─── Selected text ───


  4. […] I’ve written about feeling under siege as a mother, and reading Jill Walker’s post about the lack of choices regarding career vs. motherhood in the U.S. made me feel… both better and worse about it. […]

  5. kata

    Thanks for writing this: parental leave in the U.S. is indeed appalling, because really, there isn’t any. I always think there are three big things wrong with the U.S.: lack of universal healthcare, lack of parental leave/support for parenting, and lack of the metric system. (Okay – that last one is not QUITE as serious as the other two.)

    Funny thing: I moved to the U.S. (from Hungary) because I wanted to have more choices about my life. Now that I am a mother in the U.S. I actually have fewer choices!

    One of the things in the way of changing this state of affairs has to do with the largest and most influential parts of the American feminist movement being focused on taking the emphasis away from the way certain experiences, like pregnancy and motherhood, are unique to the female body (I’m grossly simplifying, of course, but that’s the gist). Rightly so: women should not be defined by that alone: too many continue to argue that women don’t belong in the workplace because they’re defined by the work of their bodies (motherhood) rather than the work of their mind (like men are, supposedly).

    Problem is that the feminist line of reasoning countering such claims makes experiences that really are mostly uniquely feminine (like motherhood) necessarily disappear from the public eye: to prove that women are able to do the work that men do just as well as men do it, without being influenced by their bodies. Motherhood therefore does not belong in the public sphere in the same way as one’s work/career does. And it’s hard to fight for something that cannot even be properly discussed because the language with which one could discuss it is so tainted by the rhetoric of those that really do seek to take work/career away from women.

    So we stick to things that are fairly clinical, like the health benefits of breastmilk, and the way it can be pumped, and hey presto, there’s suddenly very little difference between the working man and the working woman… It’s just that the working woman sometimes has to slip away to a hidden, private location to extract some breastmilk.

───

### [Check your understanding]
A. In the parental-leave comments, what country did the commenter kata move to the U.S. from?
B. Write the next part of the parental-leave comments, picking up right after the sentence about the working woman slipping away to extract breastmilk.
The listing after this point comes from a separate, unrelated source.

─── Recorded information ───

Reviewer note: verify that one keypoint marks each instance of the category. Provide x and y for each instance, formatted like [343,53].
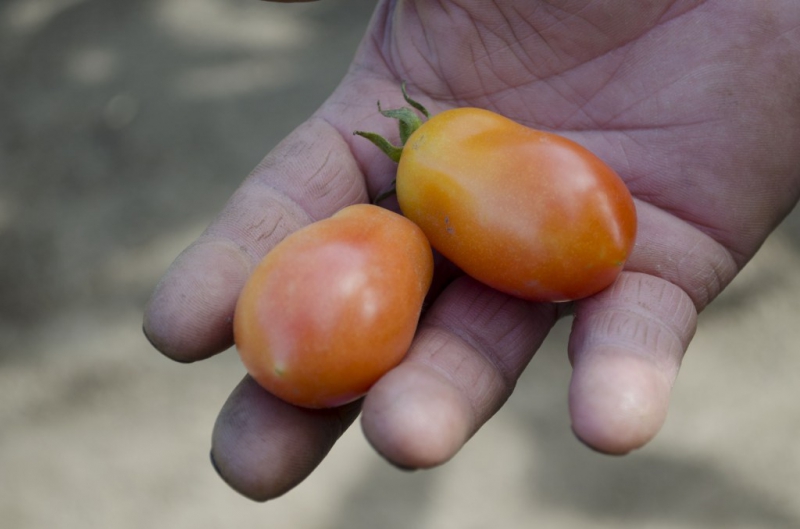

───

### [Answers to the exercise]
A. Hungary

B.
  6. Bill Cole

    Just a couple technical clarifications about US parental leave: The Family and Medical Leave Act provides for up to 12 weeks of leave that can be taken by either parent at any time up to a year after birth. My wife and I made use of this to justify my taking five weeks off to accompany her and our then 9-month old child while she taught in a summer program in Paris (for various reasons, she had not taken any maternity leave after the birth).

    Also, the FMLA stipulates that the employee first use up all of his/her existing paid leave (i.e., accrued vacation and sick days) first and that whatever remainder of the leave (up to 12 weeks) be unpaid. That’s good in the sense that at least some of the leave can be paid, but bad in that one was entitled to those days anyway and one comes back to work with *no* sick or vacation time to use for issues that might come up then. There is also some room made in the law for employees and employers to come to an agreement for reduced work in lieu of leave. I’ve seen some faculty at our university to use this to get a full semester of reduced teaching load instead of stopping work completely (or resuming after not working at all) in the middle of a semester.

    All of which is to say that while, yes, the parental leave in the US is paltry, parents do have some flexibility with what is provided and can (with the help of cooperative employers) find some creative solutions.